━━━━━ PASSAGE PRÉSENTÉ ━━━━━
Cette idée reçue n’est pourtant pas entièrement fondée. Une étude américaine récente [1] a répertorié 190 cas d’actions militaires par lesquelles l’Union soviétique s’est efforcée de peser sur des décisions politiques déterminées. Cela va d’interventions massives et brutales comme l’invasion de la Hongrie en 1956 et celle de la Tchécoslovaquie en 1968, à des pressions manifestes du genre des manœuvres à répétition effectuées en 1980 sur toutes les frontières polonaises y compris les frontières maritimes. Y figurent également la fourniture et la protection de transports militaires accordées à des alliés, par exemple à Cuba lors de son intervention en Angola, ainsi que des démonstrations d’appui diplomatique telles les visites de vaisseaux de guerre soviétiques dans les ports de Syrie ou d’Afrique de l’Ouest. De plus, l’Union soviétique s’est livrée à ce qui paraissait bien être des actes prémédités d’affrontement et de guerre, comme ce fut le cas contre la Chine en 1969. Enfin, bien sûr, elle est engagée en Afghanistan dans un combat difficile, bien que rarement sévère, qui dure depuis décembre 1979. Autrement dit, elle s’est, de manière frappante, comportée exactement comme d’autres grandes puissances, avec toutefois moins de scrupules que certaines, et elle a ainsi donné beaucoup plus de matière à apprécier son jeu que l’on n’en peut trouver dans le traditionnel débat entre les différentes hypothèses avancées.
━━━━━ DONNÉES BRUTES ━━━━━
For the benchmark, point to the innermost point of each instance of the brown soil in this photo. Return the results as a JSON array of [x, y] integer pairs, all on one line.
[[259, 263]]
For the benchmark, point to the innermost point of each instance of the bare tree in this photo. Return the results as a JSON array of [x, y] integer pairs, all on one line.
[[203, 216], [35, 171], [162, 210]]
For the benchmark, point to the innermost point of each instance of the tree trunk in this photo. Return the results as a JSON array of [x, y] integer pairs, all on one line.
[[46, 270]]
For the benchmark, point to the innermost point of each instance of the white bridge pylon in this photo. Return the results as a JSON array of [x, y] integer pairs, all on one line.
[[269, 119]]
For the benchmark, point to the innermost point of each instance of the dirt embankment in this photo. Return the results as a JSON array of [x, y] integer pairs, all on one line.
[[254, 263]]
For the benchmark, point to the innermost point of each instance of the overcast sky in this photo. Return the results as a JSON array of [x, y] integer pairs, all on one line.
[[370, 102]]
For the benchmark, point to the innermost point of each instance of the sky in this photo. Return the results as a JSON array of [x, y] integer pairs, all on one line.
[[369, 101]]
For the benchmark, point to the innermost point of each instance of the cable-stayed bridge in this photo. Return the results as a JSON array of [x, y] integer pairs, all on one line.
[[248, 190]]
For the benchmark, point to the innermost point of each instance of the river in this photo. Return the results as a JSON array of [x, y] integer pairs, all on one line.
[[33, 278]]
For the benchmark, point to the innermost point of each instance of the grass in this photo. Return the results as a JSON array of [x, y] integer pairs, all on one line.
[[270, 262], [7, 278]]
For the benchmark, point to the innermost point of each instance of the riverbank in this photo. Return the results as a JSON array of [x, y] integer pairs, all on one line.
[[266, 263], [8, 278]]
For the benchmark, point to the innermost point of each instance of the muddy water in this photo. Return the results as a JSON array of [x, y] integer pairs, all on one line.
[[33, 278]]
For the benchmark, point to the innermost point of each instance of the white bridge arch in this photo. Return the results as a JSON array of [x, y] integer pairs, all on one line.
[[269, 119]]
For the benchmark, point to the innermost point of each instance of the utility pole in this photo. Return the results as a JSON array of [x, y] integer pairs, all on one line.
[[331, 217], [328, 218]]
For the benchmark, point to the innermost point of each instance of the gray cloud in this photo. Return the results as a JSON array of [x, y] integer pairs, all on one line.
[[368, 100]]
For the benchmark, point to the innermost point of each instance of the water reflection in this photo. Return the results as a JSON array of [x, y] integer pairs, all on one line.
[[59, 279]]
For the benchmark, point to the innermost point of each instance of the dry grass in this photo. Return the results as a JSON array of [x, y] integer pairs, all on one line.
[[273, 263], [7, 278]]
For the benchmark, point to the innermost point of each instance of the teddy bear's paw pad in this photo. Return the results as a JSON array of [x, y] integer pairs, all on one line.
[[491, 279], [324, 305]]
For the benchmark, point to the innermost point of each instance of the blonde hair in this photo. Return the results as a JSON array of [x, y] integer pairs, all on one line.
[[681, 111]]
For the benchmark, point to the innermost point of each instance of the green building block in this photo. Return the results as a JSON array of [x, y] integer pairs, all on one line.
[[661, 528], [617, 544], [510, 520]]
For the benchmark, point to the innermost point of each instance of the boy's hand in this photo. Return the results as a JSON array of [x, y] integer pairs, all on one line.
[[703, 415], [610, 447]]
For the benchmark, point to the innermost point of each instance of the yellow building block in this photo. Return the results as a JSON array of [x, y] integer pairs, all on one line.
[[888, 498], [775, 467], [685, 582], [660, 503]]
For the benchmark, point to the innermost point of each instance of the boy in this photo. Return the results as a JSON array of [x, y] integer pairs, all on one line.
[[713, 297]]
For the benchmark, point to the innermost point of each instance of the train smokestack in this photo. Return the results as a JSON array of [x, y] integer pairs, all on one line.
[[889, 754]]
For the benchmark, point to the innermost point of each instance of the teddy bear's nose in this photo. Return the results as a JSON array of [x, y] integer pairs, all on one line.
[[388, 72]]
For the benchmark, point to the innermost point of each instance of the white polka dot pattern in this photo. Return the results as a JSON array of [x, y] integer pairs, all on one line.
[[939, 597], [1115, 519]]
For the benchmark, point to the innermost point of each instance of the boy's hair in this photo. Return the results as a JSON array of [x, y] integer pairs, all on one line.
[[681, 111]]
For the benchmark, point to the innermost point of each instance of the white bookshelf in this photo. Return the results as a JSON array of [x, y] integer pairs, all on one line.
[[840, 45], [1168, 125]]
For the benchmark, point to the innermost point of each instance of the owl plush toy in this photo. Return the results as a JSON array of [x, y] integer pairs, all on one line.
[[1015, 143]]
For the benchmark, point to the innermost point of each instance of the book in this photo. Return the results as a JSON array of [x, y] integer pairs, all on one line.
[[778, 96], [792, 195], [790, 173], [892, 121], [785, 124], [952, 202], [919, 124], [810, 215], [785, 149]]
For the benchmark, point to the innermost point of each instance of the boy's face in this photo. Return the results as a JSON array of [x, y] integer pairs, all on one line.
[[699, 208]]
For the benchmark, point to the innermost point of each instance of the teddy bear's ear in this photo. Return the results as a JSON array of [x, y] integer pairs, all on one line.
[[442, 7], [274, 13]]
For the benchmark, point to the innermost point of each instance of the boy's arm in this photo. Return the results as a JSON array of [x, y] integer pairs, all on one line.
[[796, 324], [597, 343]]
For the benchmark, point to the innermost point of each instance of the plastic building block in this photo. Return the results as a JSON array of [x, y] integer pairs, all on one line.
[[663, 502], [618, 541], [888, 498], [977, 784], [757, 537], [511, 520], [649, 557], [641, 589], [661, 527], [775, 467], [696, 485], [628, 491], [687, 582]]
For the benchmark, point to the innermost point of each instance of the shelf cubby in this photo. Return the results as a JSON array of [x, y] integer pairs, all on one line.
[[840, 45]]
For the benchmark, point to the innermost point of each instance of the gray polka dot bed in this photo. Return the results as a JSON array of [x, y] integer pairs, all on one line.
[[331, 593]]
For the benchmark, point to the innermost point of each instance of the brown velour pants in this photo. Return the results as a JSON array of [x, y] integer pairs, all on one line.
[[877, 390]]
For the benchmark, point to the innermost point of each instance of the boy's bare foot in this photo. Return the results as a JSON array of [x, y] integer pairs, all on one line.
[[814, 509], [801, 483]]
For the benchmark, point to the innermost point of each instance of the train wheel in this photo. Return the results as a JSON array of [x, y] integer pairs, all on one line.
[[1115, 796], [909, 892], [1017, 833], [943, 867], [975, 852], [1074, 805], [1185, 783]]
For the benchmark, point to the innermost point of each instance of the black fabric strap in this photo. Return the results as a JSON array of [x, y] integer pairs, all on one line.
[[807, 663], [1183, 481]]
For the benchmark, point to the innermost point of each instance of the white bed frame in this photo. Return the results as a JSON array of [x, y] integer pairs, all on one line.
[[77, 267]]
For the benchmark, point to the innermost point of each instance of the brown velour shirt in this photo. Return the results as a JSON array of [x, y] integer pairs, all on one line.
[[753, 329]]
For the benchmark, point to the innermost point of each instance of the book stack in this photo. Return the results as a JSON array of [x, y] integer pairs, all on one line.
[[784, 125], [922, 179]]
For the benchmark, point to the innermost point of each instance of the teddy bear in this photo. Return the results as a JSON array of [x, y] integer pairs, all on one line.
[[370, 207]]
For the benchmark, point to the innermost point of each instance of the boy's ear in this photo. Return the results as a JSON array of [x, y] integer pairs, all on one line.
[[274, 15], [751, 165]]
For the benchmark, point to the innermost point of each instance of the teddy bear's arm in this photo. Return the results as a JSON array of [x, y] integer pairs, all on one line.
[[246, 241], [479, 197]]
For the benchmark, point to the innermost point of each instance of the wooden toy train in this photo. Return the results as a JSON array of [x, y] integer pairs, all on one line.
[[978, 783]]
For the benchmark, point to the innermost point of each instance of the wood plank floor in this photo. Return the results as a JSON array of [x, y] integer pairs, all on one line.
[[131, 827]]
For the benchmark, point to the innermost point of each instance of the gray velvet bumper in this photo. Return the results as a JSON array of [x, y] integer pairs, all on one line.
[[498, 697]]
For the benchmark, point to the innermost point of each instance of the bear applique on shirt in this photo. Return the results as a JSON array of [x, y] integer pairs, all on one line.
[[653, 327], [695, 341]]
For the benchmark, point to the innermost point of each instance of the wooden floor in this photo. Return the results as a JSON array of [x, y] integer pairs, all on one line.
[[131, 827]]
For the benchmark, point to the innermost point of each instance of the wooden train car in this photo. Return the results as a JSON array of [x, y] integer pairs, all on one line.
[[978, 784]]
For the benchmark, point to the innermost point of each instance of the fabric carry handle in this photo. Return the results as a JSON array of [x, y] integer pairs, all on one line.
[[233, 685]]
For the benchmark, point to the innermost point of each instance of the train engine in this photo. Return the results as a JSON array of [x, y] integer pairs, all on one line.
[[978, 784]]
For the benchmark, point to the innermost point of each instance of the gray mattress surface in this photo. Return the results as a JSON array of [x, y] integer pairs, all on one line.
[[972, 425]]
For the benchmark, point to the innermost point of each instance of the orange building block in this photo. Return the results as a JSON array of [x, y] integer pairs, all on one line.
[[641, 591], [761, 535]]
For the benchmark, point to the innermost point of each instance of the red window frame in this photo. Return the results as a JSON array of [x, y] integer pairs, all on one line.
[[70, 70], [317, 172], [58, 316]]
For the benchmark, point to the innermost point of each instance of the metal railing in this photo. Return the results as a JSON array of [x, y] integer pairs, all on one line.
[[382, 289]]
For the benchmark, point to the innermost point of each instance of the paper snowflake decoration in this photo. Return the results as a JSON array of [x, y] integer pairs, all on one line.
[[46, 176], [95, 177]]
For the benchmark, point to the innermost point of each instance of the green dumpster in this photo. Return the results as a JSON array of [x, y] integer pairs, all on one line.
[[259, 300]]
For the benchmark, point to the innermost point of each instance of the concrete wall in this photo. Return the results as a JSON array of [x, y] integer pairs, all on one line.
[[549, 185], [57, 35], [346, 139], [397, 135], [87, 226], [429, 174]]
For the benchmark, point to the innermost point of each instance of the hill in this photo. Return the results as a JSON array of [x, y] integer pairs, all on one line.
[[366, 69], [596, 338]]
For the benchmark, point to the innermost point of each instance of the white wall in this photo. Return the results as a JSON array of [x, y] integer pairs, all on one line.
━━━━━
**PROBLÈME 1**
Quelles sont toutes les années citées dans le passage sur les actions militaires soviétiques ?
**PROBLÈME 2**
Comment traduire en anglais la phrase « Cette idée reçue n’est pourtant pas entièrement fondée. », tirée du passage sur les actions militaires soviétiques ?
**PROBLÈME 3**
Rédigez la suite du passage sur les actions militaires soviétiques, en commençant juste après sa dernière phrase.
On peut se passer entièrement des enregistrements.

**RÉSULTAT 1**
1956, 1968, 1980, 1969, 1979

**RÉSULTAT 2**
This commonly held notion is nevertheless not entirely well founded.

**RÉSULTAT 3**
D’où vient alors cette légende qui veut que l’Union soviétique n’ait pratiquement pas usé de sa puissance militaire ? Découle-t-elle simplement de la forte disproportion qui existe entre son énorme potentiel militaire et l’emploi relativement limité qu’elle en fait ? Ou bien provient-elle du fait qu’à la surprise générale de l’Occident, Moscou n’est pas intervenue dans une ou deux affaires où l’on s’attendait à la voir se manifester, en Yougoslavie en 1948-1950, en Pologne en 1956 et en 1980-1981 ? Encore convient-il ici de rappeler que, dans le cas de la Yougoslavie, Moscou utilisa ses satellites et ses propres forces stationnées sur leurs territoires pour provoquer 250 incidents frontaliers entre 1948 et 1949, dans l’espoir d’abattre Tito, et qu’après l’échec de cette tentative, des plans furent établis pour envahir ce pays, ainsi que l’a reconnu par la suite la Pravda en 1957. Staline ne renonça à ce sujet que devant le renforcement de l’engagement des Américains aux côtés de Tito [2]. Pour ce qui est de la Pologne en 1956, il s’avère de plus en plus — bien qu’en l’absence de preuves formelles il n’y ait pas de certitude absolue, que les forces soviétiques souhaitaient provoquer un conflit qui leur aurait fourni l’occasion d’écraser les aspirations nationales polonaises. Quant à la crise récente, on a tout lieu de supposer que les dirigeants soviétiques étaient profondément divisés, non pas sur le principe, mais sur la possibilité pratique d’une intervention militaire en Pologne, et que ce sont d’autres facteurs mondiaux qui firent pencher la balance. L’Union soviétique passe généralement pour modérée parce qu’elle se montre quelquefois prudente, mais il est bon de rappeler à ce propos ces paroles d’Helmut Schmidt : « Qu’un État n’intervienne pas dans les affaires d’un autre État, ce n’est pas de la réserve, c’est la règle »

[1] Stephen S. Kaplan et autres, Diplomacy of Power, Soviet Armed Forces as a political Instrument, The Brookings Institution, Washington, 1981.

[2] Pour une analyse, par l’auteur, de la tactique soviétique à rencontre de la Yougoslavie, voir Force without War, US Armed Forces as a Political Instrument, par Barry M. Blechman et Stephen S. Kaplan, The Brookings Institution, Washington, 1978.